_Apply what you read:_
1. In the article on the Rangiora Alzheimer's seminar, how many cups of coffee a day are called ideal?
2. List every food and drink that the Mediterranean diet includes, according to the article on the Rangiora Alzheimer's seminar.
3. Continue the article on the Rangiora Alzheimer's seminar, starting after its last sentence.

_Reading passage:_
________________________

Good news for coffee lovers at Rga seminar

SHARE

Coffee lovers were buzzing after attending a Community Education seminar on Alzheimer’s disease in the Rangiora Town Hall last week.
The free seminar on how to prevent the crippling brain disease was organised by Alzheimer’s Canterbury and presented by Yoram Barak, the Israeli author of ‘‘Preventing Alzheimer’s Disease: Personal Responsibility’’.
He is also Professor of Psychiatry at the Sackler School of Medicine at Tel Aviv University in Israel.
Professor Barak told the large crowd attending the Rangiora seminar that there was no known cause of Alzheimer’s disease and no known cure.
But coffee had an important role to play in keeping Alzheimer’s at bay. Three to five cups of coffee daily was ideal.
This was because coffee contained polyphenols. These were anti-oxidant, micronutrient compounds vital for protecting the hippocampus and the cortex areas of the brain which were important for maintaining memory.
But while coffee lovers may be cheerfully ramping up their daily dose of the drink after learning this, butter and red meat lovers may not be so happy.
‘‘Eating butter was like swallowing cyanide, itis that bad for you,’’ he said.
Red meat should not be eaten either. Instead Professor Barak advocates following the Mediterranean diet which involves using olive oil instead of butter and replacing red meat with fish or poultry and eating plenty of whole grains, fresh fruit, leafy green vegetables and drinking red wine, but only a small glass daily with a meal.
Professor Barak said it was vital people started to get serious about prevention as important risk factors are identified for the irreversible debilitating disease.
While genetics are believed to provide some risk, lifestyle and poor nutrition are considered to be the most influential factors in contracting the disease.
Professor Barak, who is in Christchurch on sabbatical working at the University of Otago Christchurch School of Medicine, said the risk of contracting the disease could be significantly lowered by taking note of the risk factors and modifying lifestyles to a healthier way of living and eating.
It was important not to drink too much alcohol because alcohol abuse killed brain cells.
People should not smoke either, because smoking hastened the thinning of the brain’s cortex, which is associated with cognitive decline, he said.
Poor sleep was also a high-risk factor for Alzheimer’s disease.
‘‘We need a really good night’s sleep, seven to eight hours every night, ’’ he said. This was because research had shown the process of creating long-term memory involved good sleep.

________________________

_Data records:_
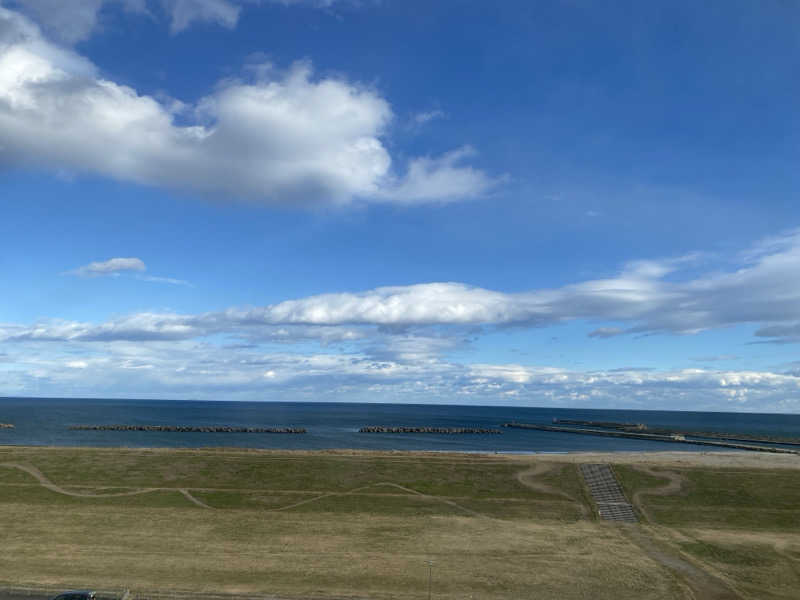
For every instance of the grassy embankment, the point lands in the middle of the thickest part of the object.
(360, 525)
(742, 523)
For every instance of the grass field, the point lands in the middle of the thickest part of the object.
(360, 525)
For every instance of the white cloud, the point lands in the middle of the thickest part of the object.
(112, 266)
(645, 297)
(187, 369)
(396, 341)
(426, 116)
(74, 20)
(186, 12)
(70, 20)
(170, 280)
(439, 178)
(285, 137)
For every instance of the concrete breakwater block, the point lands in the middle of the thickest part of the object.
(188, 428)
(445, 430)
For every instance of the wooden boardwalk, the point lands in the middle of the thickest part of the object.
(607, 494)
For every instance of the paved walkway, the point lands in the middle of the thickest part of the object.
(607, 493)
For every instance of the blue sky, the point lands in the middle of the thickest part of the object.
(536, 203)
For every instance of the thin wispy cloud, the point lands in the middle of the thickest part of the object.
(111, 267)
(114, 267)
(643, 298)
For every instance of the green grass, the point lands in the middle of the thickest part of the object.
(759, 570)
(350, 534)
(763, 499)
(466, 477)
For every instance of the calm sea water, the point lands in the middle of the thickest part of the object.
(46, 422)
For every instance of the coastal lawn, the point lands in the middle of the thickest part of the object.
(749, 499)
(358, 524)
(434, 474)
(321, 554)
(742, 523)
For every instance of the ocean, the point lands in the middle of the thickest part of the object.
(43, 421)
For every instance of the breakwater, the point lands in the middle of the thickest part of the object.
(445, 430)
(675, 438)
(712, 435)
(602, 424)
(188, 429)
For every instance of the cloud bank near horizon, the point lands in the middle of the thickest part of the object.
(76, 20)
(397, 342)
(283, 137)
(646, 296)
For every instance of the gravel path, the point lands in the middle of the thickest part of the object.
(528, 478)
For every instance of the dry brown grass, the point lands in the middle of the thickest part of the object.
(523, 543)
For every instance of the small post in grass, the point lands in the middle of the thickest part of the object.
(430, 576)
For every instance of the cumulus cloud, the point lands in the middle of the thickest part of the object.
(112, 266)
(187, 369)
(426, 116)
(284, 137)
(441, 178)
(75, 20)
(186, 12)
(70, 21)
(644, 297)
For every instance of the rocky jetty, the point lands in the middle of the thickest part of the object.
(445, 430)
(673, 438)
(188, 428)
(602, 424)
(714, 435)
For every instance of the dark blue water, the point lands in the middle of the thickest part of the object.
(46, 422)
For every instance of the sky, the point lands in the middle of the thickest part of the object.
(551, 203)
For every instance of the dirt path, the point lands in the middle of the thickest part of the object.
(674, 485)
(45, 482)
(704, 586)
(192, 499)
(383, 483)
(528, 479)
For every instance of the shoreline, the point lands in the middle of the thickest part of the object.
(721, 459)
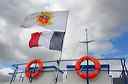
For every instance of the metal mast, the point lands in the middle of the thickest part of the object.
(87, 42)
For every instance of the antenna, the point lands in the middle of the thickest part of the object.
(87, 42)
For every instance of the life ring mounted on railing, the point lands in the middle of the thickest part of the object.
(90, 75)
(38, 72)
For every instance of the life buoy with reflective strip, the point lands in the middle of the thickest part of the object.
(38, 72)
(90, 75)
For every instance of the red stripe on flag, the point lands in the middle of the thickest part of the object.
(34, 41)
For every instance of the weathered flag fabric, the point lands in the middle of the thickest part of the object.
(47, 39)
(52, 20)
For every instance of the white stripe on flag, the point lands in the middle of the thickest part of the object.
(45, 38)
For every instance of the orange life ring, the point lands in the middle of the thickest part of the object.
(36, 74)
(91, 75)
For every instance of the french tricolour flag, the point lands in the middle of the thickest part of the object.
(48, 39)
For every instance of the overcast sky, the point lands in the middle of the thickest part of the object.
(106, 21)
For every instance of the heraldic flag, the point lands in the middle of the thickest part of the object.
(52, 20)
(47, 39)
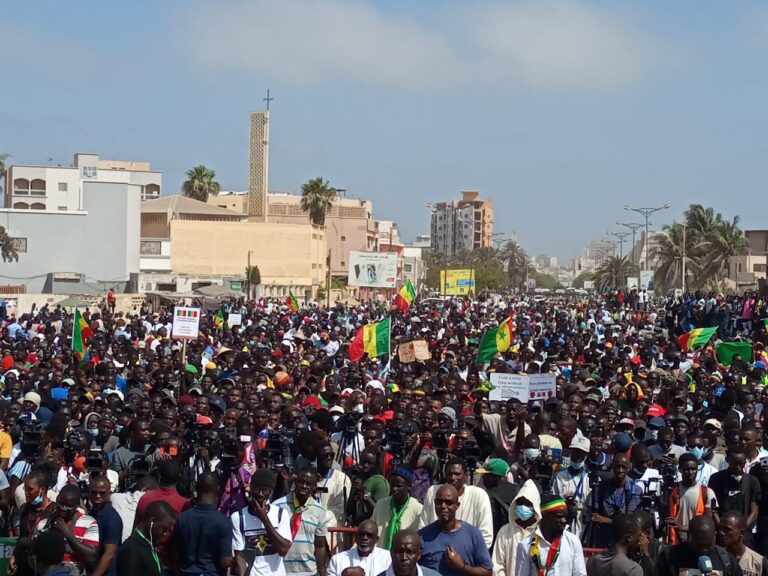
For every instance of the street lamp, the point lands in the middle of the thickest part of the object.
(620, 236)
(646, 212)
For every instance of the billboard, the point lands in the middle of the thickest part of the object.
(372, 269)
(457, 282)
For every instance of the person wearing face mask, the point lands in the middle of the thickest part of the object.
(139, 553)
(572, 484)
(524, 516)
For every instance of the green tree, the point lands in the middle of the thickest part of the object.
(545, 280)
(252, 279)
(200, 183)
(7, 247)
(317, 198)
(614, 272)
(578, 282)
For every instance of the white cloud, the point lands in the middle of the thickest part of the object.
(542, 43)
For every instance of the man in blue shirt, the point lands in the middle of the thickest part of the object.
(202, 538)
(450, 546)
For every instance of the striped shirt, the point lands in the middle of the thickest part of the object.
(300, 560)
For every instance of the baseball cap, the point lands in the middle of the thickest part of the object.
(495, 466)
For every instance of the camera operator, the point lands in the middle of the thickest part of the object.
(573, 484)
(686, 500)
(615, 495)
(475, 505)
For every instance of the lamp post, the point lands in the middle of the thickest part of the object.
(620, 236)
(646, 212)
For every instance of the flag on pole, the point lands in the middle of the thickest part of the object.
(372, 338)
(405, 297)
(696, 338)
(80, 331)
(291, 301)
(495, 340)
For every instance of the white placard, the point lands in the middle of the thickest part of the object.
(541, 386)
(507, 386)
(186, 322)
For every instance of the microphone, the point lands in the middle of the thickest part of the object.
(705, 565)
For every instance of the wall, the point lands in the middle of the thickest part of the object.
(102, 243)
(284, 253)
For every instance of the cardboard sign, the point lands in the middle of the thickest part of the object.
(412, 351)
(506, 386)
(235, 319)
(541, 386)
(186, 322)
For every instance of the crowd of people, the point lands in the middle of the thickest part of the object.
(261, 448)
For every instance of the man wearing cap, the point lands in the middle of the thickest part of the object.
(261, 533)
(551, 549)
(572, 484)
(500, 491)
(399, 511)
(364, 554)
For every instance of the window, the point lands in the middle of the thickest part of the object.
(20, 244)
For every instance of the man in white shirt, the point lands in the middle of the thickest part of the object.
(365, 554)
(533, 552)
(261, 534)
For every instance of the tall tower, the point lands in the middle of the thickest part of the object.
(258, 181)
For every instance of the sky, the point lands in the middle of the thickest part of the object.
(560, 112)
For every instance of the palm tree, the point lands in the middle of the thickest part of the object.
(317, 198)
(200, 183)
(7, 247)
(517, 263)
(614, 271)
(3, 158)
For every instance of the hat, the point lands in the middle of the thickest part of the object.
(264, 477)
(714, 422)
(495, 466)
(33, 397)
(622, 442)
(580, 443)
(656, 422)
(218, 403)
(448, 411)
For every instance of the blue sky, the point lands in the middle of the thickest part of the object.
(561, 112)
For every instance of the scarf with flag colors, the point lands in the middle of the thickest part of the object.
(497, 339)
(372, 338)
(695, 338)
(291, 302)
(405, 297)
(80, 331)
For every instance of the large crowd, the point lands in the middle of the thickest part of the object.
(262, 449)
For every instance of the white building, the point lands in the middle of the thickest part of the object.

________________________

_Answers to each task:_
1. Three to five cups of coffee daily.

2.
- Olive oil
- Fish
- Poultry
- Whole grains
- Fresh fruit
- Leafy green vegetables
- Red wine (only a small glass daily with a meal)

3.
Obesity, high blood pressure, type 2 diabetes, long-term depression and stress all increased the risk of Alzheimer’s disease too.
‘‘If stress goes on and on for months it is very detrimental to our brain health. We must learn how to deal with stress.’’
Professor Barak recommends meditation to combat stress. He meditates 30 minutes daily but said even 10 minutes a day was incredibly beneficial to the brain.
‘‘If you meditate every day you grow new grey matter,’’ he said.
Keeping active socially and physically was also important for brain health.
‘‘We need a variety of exercise. It is not enough to do aerobic exercise. We need weightbearing exercise also.’’
Isolation should also be avoided.
‘‘Our brains are a social organ. They perform best when we are part of social interaction.’’
This point was highlighted during a volunteer programme in Baltimore, in the United States, where retired people took part in a volunteer programme helping out in schools, doing 15 hours of work a week.
After working in the programme for 12 months most of the participants showed significant improvement in their health, happiness, mobility, and cognitive skills.
The people the volunteers helped also benefitted from their work.
Professor Barak is hoping the New Zealand Government will look at introducing a similar scheme here.
‘‘It was a win-win situation,’’ he said.
Alzheimer’s disease was on the rise world-wide. ‘‘We don’t know why. But one in three of our grandchildren will suffer from it.’’
There are believed to be around 47 million people worldwide suffering from Alzheimer’s disease.
It is estimated that 28,000 New Zealanders have the disease.
Billions of dollars have been spent unsuccessfully trying to find a cure in the years since 1906 when the disease was first identified by a German psychiatrist and neuropathologist Dr Alois Alzheimer.